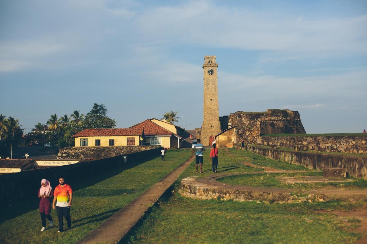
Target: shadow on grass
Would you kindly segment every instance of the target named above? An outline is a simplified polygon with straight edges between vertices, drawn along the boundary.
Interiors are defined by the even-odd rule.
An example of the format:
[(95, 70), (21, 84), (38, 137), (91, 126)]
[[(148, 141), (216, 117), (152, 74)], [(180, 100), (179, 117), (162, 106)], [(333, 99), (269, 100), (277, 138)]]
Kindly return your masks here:
[[(224, 172), (226, 172), (226, 171), (229, 171), (229, 170), (232, 170), (233, 169), (238, 169), (239, 167), (237, 166), (229, 166), (227, 167), (218, 167), (217, 170), (218, 173), (222, 173)], [(226, 169), (224, 170), (222, 170), (222, 169), (224, 169), (225, 168), (227, 168), (228, 169)]]
[[(150, 161), (155, 158), (157, 158), (159, 157), (157, 157), (155, 155), (153, 155), (143, 160), (141, 160), (133, 163), (128, 165), (123, 166), (119, 168), (111, 169), (108, 171), (101, 173), (99, 175), (94, 177), (92, 178), (88, 179), (83, 180), (80, 182), (66, 182), (66, 183), (69, 184), (73, 188), (73, 191), (75, 192), (78, 190), (86, 188), (91, 185), (95, 185), (99, 182), (103, 181), (106, 179), (110, 178), (115, 175), (119, 174), (122, 171), (126, 170), (129, 169), (133, 168), (136, 166), (143, 163), (145, 162)], [(46, 177), (47, 178), (47, 177)], [(56, 186), (52, 186), (54, 189)], [(86, 195), (87, 192), (89, 189), (86, 189), (86, 192), (83, 193), (84, 191), (81, 191), (81, 196), (111, 196), (109, 195), (112, 194), (112, 192), (113, 190), (112, 190), (111, 192), (106, 193), (107, 195)], [(14, 218), (17, 216), (18, 216), (30, 211), (35, 210), (38, 208), (39, 203), (39, 199), (37, 197), (37, 194), (38, 189), (34, 189), (34, 198), (30, 200), (24, 200), (22, 202), (17, 202), (12, 205), (8, 206), (1, 206), (1, 214), (0, 214), (0, 223), (3, 222), (6, 220), (11, 219)], [(123, 193), (130, 193), (128, 192), (129, 190), (127, 189), (117, 189), (116, 192), (118, 194), (123, 194)], [(126, 191), (123, 192), (123, 191)], [(120, 193), (119, 193), (119, 192)], [(122, 193), (121, 193), (122, 192)], [(76, 196), (79, 196), (79, 192), (76, 192)], [(92, 193), (94, 194), (94, 193)], [(105, 193), (103, 193), (105, 194)], [(51, 201), (52, 200), (51, 199)]]
[(170, 199), (173, 196), (174, 193), (172, 192), (175, 189), (174, 184), (171, 186), (169, 188), (168, 188), (166, 191), (164, 193), (162, 196), (161, 196), (158, 200), (156, 202), (155, 204), (153, 205), (152, 206), (149, 208), (148, 210), (145, 212), (144, 215), (142, 218), (141, 218), (137, 222), (135, 225), (131, 228), (131, 229), (125, 235), (125, 236), (120, 240), (120, 241), (119, 242), (119, 243), (130, 243), (130, 237), (131, 236), (134, 236), (137, 233), (137, 231), (139, 229), (139, 228), (142, 226), (143, 225), (143, 222), (145, 220), (147, 219), (149, 216), (150, 215), (150, 213), (153, 211), (153, 209), (155, 208), (159, 208), (160, 207), (160, 205), (162, 204), (164, 204), (167, 203), (168, 201), (170, 200)]

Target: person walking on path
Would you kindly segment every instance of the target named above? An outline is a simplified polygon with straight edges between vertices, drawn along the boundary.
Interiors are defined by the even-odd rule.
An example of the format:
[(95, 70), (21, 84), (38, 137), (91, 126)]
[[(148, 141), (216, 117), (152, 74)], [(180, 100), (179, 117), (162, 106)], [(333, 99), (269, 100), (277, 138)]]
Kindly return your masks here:
[(194, 154), (194, 152), (195, 152), (195, 156), (196, 160), (196, 173), (197, 173), (198, 166), (199, 164), (200, 164), (200, 173), (201, 173), (201, 169), (203, 169), (203, 152), (205, 151), (205, 149), (204, 148), (203, 145), (200, 143), (201, 141), (200, 139), (196, 140), (197, 143), (194, 146), (194, 149), (192, 150), (191, 153), (191, 156), (190, 158), (192, 158), (192, 155)]
[(213, 173), (216, 173), (217, 168), (218, 167), (218, 149), (216, 148), (217, 145), (214, 143), (213, 144), (213, 148), (210, 151), (210, 155), (209, 159), (209, 161), (211, 159), (211, 168), (213, 170)]
[(53, 192), (52, 187), (50, 182), (46, 179), (41, 181), (41, 187), (38, 190), (38, 197), (40, 200), (40, 214), (42, 221), (42, 228), (41, 231), (43, 231), (46, 229), (46, 219), (50, 221), (50, 227), (54, 226), (54, 222), (50, 215), (51, 212), (51, 197)]
[(162, 154), (161, 155), (161, 161), (164, 161), (164, 148), (161, 150), (161, 153)]
[(64, 230), (63, 218), (65, 217), (68, 228), (71, 227), (71, 219), (70, 218), (70, 206), (73, 199), (73, 189), (69, 185), (65, 183), (64, 177), (59, 177), (59, 185), (55, 188), (54, 192), (54, 202), (52, 208), (55, 209), (55, 203), (56, 203), (56, 213), (59, 221), (58, 233), (62, 232)]

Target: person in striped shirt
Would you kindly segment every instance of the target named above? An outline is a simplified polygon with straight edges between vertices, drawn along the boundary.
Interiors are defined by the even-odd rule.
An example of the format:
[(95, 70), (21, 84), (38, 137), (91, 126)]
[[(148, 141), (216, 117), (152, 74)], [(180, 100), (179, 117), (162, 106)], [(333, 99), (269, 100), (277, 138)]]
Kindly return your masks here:
[(196, 160), (196, 173), (197, 173), (197, 170), (199, 169), (199, 165), (200, 164), (200, 173), (201, 173), (201, 169), (203, 169), (203, 152), (205, 151), (205, 148), (204, 148), (203, 145), (200, 143), (200, 140), (198, 139), (196, 140), (197, 143), (194, 146), (194, 149), (192, 150), (192, 152), (191, 153), (191, 156), (190, 158), (192, 158), (192, 155), (194, 154), (194, 152), (195, 152)]

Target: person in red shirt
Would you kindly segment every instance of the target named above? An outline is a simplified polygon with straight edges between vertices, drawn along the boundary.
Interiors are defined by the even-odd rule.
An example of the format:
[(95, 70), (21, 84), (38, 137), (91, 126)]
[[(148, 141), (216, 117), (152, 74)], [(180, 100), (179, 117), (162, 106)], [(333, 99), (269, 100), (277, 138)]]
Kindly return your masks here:
[(210, 161), (211, 159), (211, 167), (213, 170), (213, 173), (216, 173), (217, 169), (218, 167), (218, 149), (215, 148), (217, 145), (215, 143), (213, 144), (213, 148), (210, 151), (210, 155), (209, 158)]
[(71, 228), (71, 219), (70, 218), (70, 206), (73, 199), (73, 189), (69, 185), (65, 183), (64, 177), (59, 177), (60, 184), (55, 188), (54, 191), (54, 202), (52, 203), (52, 208), (55, 209), (55, 203), (57, 201), (56, 213), (59, 221), (58, 233), (62, 232), (64, 230), (63, 218), (66, 221), (68, 228)]

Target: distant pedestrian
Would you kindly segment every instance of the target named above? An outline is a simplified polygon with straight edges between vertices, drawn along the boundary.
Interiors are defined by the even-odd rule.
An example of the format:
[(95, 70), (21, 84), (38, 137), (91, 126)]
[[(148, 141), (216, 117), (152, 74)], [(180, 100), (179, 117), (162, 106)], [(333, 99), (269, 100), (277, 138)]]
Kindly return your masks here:
[(161, 155), (161, 161), (164, 161), (164, 148), (161, 150), (161, 153), (162, 154)]
[(51, 198), (53, 192), (50, 182), (46, 179), (41, 181), (41, 187), (38, 190), (38, 197), (40, 200), (39, 211), (41, 215), (42, 228), (41, 231), (46, 229), (46, 219), (50, 221), (50, 227), (54, 226), (54, 222), (50, 214), (51, 212)]
[(209, 159), (209, 161), (211, 159), (211, 168), (213, 173), (216, 173), (217, 168), (218, 167), (218, 149), (217, 145), (214, 143), (213, 144), (213, 148), (210, 151), (210, 155)]
[(192, 158), (192, 155), (194, 154), (194, 152), (195, 152), (195, 159), (196, 161), (196, 173), (197, 173), (199, 165), (200, 164), (200, 173), (201, 174), (201, 169), (203, 169), (203, 152), (205, 151), (205, 149), (204, 148), (203, 145), (200, 143), (201, 141), (200, 139), (196, 140), (197, 143), (194, 145), (194, 149), (191, 153), (191, 156), (190, 158)]
[(63, 177), (59, 177), (59, 185), (55, 188), (54, 192), (54, 202), (52, 208), (55, 209), (55, 203), (56, 201), (56, 212), (59, 221), (58, 233), (64, 230), (63, 218), (65, 217), (68, 224), (68, 228), (71, 228), (71, 219), (70, 218), (70, 206), (73, 199), (73, 189), (69, 185), (65, 183)]

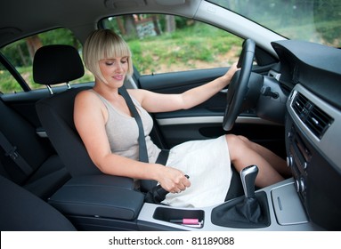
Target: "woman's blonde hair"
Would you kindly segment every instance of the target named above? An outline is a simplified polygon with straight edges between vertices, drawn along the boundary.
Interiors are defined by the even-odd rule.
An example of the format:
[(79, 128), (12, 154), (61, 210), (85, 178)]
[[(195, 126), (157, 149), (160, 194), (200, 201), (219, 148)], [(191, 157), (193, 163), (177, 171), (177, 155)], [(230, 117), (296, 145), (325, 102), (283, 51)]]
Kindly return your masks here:
[(100, 60), (108, 58), (127, 57), (128, 70), (126, 76), (133, 75), (132, 52), (125, 40), (110, 29), (98, 29), (93, 31), (86, 39), (83, 46), (84, 63), (93, 74), (104, 83), (103, 75), (100, 69)]

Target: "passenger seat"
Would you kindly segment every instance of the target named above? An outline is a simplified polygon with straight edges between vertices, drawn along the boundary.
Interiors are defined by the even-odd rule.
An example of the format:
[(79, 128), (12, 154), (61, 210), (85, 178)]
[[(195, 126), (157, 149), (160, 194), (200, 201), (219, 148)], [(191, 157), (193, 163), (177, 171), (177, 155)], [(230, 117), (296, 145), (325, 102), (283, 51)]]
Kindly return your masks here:
[[(30, 167), (24, 173), (0, 146), (0, 174), (42, 199), (47, 199), (70, 179), (66, 167), (36, 128), (0, 98), (0, 131)], [(47, 142), (47, 141), (46, 141)]]

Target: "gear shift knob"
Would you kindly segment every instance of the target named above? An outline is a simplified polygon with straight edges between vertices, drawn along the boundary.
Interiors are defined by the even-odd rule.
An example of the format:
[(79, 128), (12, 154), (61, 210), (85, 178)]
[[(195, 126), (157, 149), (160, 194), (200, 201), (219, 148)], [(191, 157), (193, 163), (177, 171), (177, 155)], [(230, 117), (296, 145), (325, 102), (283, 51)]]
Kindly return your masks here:
[(258, 167), (250, 165), (245, 167), (240, 172), (241, 183), (243, 185), (245, 197), (247, 198), (255, 198), (255, 181), (258, 174)]

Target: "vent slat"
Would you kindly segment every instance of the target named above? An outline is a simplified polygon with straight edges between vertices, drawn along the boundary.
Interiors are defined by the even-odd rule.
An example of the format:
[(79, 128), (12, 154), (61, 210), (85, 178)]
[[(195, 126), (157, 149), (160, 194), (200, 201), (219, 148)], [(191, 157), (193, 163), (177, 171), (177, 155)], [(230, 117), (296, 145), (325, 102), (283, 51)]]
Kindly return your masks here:
[(302, 122), (304, 123), (311, 132), (319, 139), (322, 138), (324, 133), (333, 122), (330, 116), (299, 92), (295, 97), (292, 108)]

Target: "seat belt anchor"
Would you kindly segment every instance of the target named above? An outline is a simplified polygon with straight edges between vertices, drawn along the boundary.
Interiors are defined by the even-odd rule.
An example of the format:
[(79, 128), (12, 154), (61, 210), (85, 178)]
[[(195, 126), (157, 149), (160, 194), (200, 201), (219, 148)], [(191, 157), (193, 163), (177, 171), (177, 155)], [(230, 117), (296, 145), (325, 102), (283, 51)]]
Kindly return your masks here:
[(19, 153), (17, 152), (17, 148), (15, 146), (13, 146), (13, 148), (10, 151), (6, 152), (4, 155), (10, 157), (12, 160), (16, 160), (20, 157)]

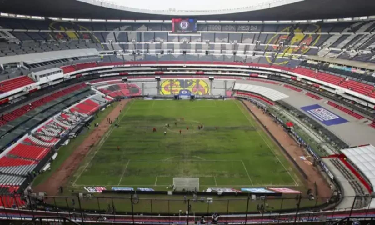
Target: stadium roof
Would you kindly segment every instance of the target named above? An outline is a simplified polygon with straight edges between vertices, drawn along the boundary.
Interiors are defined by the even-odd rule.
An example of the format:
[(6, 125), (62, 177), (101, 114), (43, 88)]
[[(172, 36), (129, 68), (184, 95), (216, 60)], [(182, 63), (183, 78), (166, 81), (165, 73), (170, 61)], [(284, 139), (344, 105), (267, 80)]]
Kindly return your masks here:
[[(96, 2), (96, 4), (86, 2)], [(288, 3), (296, 1), (284, 0), (282, 2)], [(214, 2), (212, 3), (214, 4)], [(145, 5), (147, 4), (145, 2)], [(271, 4), (269, 6), (278, 4)], [(229, 10), (212, 11), (209, 13), (168, 11), (161, 14), (158, 11), (111, 6), (93, 0), (2, 0), (0, 11), (63, 18), (162, 20), (181, 17), (183, 15), (184, 17), (200, 20), (242, 21), (319, 20), (371, 16), (375, 14), (375, 1), (374, 0), (304, 0), (280, 4), (279, 4), (279, 6), (277, 7), (252, 10), (248, 10), (248, 9), (246, 8), (246, 12), (242, 12), (238, 10), (231, 11), (236, 12), (230, 12), (231, 11)], [(236, 8), (236, 6), (233, 6), (234, 9)]]

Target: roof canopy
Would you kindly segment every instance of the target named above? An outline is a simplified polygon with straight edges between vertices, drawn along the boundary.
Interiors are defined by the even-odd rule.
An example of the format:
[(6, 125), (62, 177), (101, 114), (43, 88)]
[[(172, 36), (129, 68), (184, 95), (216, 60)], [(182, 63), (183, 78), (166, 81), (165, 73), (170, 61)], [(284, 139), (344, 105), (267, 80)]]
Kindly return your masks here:
[(375, 187), (375, 147), (371, 145), (341, 150)]
[[(215, 4), (214, 1), (212, 4)], [(164, 14), (120, 7), (102, 7), (76, 0), (2, 0), (2, 12), (64, 18), (109, 20), (170, 20), (182, 16), (210, 20), (290, 20), (355, 17), (373, 15), (374, 0), (304, 0), (268, 8), (210, 14), (186, 12), (183, 16), (173, 12)], [(236, 8), (234, 6), (233, 8)]]

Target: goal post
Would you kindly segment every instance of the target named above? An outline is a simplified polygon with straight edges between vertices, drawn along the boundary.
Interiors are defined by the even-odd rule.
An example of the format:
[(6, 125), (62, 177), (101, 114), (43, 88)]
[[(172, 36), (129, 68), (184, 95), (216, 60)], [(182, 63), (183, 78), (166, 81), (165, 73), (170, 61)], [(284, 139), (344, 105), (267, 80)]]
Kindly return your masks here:
[(173, 177), (173, 187), (177, 191), (199, 191), (199, 178)]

- - -

_Goal_
Rescale the data, starting at the line that contains "Target: person in striped shirt" and stopping after the line that contains "152), (195, 152)]". Multiply each outline coordinate in the answers by 0.95 and round to the nearest whole number, with halves rounded up; copy every other line, including the sample coordinates, unchanged.

_In response_
Target: person in striped shirt
Would you kindly segment every instance of the target named above? An outline is a simplified polygon with straight edges between vertices, drawn along the boundary.
Interiors are defined by the even-odd rule.
An example of the format:
[(95, 70), (21, 84), (38, 137), (91, 126)]
[[(148, 141), (216, 117), (152, 74)], [(180, 100), (179, 117), (162, 106)], [(333, 99), (269, 100), (277, 138)]]
Kindly return your masks here:
[(186, 152), (186, 164), (187, 164), (187, 162), (189, 161), (189, 157), (190, 156), (190, 164), (191, 164), (191, 161), (193, 161), (193, 144), (195, 143), (195, 141), (194, 141), (193, 138), (190, 136), (190, 133), (188, 132), (186, 133), (187, 136), (184, 139), (184, 142), (182, 143), (182, 144), (181, 145), (181, 148), (181, 150), (182, 150), (182, 147), (184, 146), (184, 144), (185, 144)]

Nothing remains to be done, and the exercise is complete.